--- DATA FOR PROCESSING ---
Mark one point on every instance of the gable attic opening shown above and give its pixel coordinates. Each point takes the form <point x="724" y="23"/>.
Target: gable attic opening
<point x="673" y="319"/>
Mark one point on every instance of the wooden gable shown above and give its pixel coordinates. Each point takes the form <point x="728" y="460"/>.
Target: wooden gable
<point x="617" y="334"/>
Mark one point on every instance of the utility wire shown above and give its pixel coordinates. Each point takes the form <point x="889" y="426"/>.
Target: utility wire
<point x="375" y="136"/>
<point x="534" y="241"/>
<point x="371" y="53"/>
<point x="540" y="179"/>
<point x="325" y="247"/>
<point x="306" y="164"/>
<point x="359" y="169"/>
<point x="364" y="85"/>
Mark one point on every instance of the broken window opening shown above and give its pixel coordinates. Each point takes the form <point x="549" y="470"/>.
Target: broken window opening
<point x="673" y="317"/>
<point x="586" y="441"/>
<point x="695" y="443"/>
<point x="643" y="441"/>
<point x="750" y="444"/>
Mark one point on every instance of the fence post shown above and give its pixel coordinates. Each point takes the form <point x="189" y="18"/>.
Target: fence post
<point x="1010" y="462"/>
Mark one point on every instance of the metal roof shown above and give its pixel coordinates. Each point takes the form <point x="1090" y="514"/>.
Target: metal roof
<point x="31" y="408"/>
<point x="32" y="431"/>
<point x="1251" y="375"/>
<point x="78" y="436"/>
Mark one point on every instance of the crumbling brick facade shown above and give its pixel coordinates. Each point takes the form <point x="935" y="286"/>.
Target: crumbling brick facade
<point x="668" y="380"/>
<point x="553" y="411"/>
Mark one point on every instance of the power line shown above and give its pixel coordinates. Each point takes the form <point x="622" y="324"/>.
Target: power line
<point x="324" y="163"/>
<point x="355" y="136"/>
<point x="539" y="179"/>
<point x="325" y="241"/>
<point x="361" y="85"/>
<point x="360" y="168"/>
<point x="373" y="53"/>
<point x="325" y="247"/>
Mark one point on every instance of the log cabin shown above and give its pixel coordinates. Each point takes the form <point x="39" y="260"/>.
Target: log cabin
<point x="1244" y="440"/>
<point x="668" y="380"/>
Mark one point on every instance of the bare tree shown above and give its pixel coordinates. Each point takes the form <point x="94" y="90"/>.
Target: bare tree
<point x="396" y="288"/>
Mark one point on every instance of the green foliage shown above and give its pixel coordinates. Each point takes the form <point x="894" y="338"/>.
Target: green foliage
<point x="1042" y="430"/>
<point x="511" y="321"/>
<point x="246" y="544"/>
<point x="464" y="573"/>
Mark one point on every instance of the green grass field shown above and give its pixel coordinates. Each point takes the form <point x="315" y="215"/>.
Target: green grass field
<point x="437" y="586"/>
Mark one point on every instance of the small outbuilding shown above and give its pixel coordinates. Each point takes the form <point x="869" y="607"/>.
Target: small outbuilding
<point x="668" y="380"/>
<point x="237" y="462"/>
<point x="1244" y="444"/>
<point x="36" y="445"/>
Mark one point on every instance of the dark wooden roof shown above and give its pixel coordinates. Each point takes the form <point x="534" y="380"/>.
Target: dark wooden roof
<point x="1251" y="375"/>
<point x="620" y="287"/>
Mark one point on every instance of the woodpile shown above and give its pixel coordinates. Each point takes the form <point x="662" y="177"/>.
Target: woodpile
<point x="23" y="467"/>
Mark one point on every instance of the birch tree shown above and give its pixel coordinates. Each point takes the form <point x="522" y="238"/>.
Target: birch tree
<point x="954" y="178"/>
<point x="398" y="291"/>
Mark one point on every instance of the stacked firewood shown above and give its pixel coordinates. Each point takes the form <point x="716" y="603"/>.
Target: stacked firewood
---
▸ **WHAT IS BEING ASKED**
Repeat the preceding lines exactly, please, every one of them.

▸ **THE OUTPUT**
Mark one point on every instance of the gable attic opening shown above and give its pixel coordinates. Each point takes the form <point x="724" y="23"/>.
Target: gable attic opening
<point x="673" y="319"/>
Mark one point on every instance of the wooden gable shown above and give its pixel coordinates. Each point takes the form <point x="728" y="460"/>.
Target: wooden gable
<point x="617" y="334"/>
Mark one point on every instance of the utility wire shown above and give its pixel coordinates. Each point takes the form <point x="889" y="426"/>.
Target: utility wire
<point x="375" y="136"/>
<point x="534" y="241"/>
<point x="371" y="53"/>
<point x="540" y="179"/>
<point x="325" y="247"/>
<point x="306" y="164"/>
<point x="359" y="169"/>
<point x="364" y="85"/>
Mark one point on every instance of the broken window opening shown above and give its pixel coordinates. Each point takes the form <point x="549" y="470"/>.
Target: broken window opening
<point x="673" y="317"/>
<point x="586" y="441"/>
<point x="695" y="443"/>
<point x="643" y="441"/>
<point x="750" y="444"/>
Mark one point on every instance of the fence post shown above and give its pixel coordinates. Each point takes the form <point x="189" y="18"/>.
Target: fence post
<point x="1010" y="462"/>
Mark one point on every instance of the metal roof shown above and give its pixel coordinates. Each point takes the form <point x="1090" y="514"/>.
Target: metal roof
<point x="31" y="408"/>
<point x="32" y="431"/>
<point x="1251" y="375"/>
<point x="78" y="436"/>
Mark one point on every instance of the crumbling brick facade shown above and give its pixel coordinates. Each point takes the form <point x="935" y="286"/>.
Target: crumbling brick facade
<point x="668" y="380"/>
<point x="553" y="411"/>
Mark one point on every instance of the power line shown above and give its pixel coordinates. Each point takes the form <point x="622" y="324"/>.
Target: power line
<point x="324" y="163"/>
<point x="355" y="136"/>
<point x="539" y="179"/>
<point x="325" y="241"/>
<point x="361" y="85"/>
<point x="360" y="168"/>
<point x="373" y="53"/>
<point x="325" y="247"/>
Mark one point on every instance of the log cabin shown above and give its pixel coordinates. Each point takes the form <point x="39" y="260"/>.
Target: log cabin
<point x="1244" y="440"/>
<point x="668" y="380"/>
Mark one point on every instance of the bare tree shown above and give its pixel coordinates. Each point takes the form <point x="94" y="90"/>.
Target: bare tree
<point x="396" y="288"/>
Mark one point on every instance of the green foliage shown above and give its pixel coordinates. Each point takes the form <point x="894" y="338"/>.
Target: green foliage
<point x="1042" y="430"/>
<point x="511" y="321"/>
<point x="246" y="544"/>
<point x="464" y="573"/>
Mark one point on every instance of the green grass field shown above and give its pixel coordinates. Each point takes the form <point x="315" y="215"/>.
Target: green grass field
<point x="437" y="586"/>
Mark one point on every instance of the small outbuilding shown above and give its pixel coordinates. Each point takes the form <point x="869" y="607"/>.
Target: small outbuilding
<point x="668" y="380"/>
<point x="237" y="462"/>
<point x="1244" y="444"/>
<point x="36" y="445"/>
Mark one point on every instance of the dark wooden roof shown above and give its pixel coordinates. Each point takes the form <point x="534" y="380"/>.
Target: dark wooden roof
<point x="1251" y="375"/>
<point x="620" y="287"/>
Mark one point on every instance of the woodpile shown above and give its pixel coordinates. Each point takes the form <point x="662" y="177"/>.
Target: woodpile
<point x="23" y="467"/>
Mark one point on every instance of the birch tree shown above and give its pixel coordinates. Each point takes the form <point x="522" y="238"/>.
Target: birch tree
<point x="954" y="178"/>
<point x="398" y="291"/>
Mark one point on every instance of the stacked firewood shown above and give its pixel coordinates. Each point takes the form <point x="716" y="603"/>.
Target: stacked firewood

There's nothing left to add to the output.